The problem: Could you copy the data from the line containing "According to the" through the end, swapping "text prompt" for "caption" and changing nothing else? Omit the pictures.

Data for this exercise:
------------------------------------------------------------------------

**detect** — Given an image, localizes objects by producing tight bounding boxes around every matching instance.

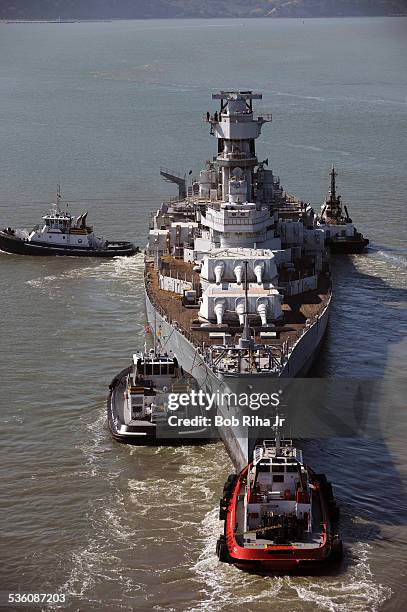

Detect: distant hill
[0,0,407,20]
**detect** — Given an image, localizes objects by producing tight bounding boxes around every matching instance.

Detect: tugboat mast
[329,164,338,202]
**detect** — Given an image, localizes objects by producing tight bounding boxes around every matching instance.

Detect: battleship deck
[145,257,330,352]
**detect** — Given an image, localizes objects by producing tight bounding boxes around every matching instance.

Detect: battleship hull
[326,236,369,255]
[0,232,139,257]
[146,292,330,470]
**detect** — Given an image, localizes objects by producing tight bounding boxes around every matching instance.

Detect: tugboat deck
[235,484,324,550]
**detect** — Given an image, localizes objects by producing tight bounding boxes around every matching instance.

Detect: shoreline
[0,12,407,25]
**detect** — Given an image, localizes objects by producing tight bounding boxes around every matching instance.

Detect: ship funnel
[233,261,243,285]
[214,299,225,325]
[254,261,264,285]
[256,299,268,325]
[214,261,225,285]
[236,298,245,325]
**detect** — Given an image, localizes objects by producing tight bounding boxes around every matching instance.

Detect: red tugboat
[216,430,342,574]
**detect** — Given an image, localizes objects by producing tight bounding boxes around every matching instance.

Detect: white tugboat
[0,185,139,257]
[318,166,369,253]
[145,91,331,468]
[216,420,342,573]
[107,348,206,445]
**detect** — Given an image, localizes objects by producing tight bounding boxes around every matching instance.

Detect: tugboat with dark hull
[107,349,209,445]
[216,426,342,574]
[0,186,139,257]
[318,166,369,254]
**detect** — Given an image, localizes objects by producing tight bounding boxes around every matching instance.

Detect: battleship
[0,185,139,257]
[145,91,332,469]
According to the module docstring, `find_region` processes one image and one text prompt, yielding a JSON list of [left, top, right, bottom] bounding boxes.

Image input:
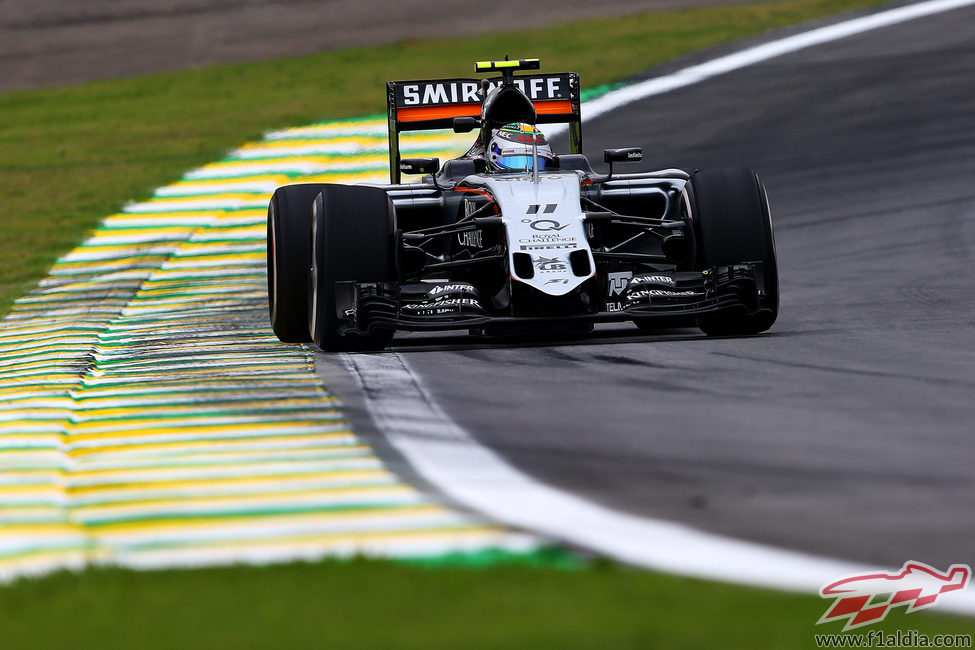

------------------------------------------------------------------------

Exercise result:
According to the module docstring, `find_region` processes one image and one caption, yielding a JSON list of [left, top, right, bottom] bounding boxes.

Image input:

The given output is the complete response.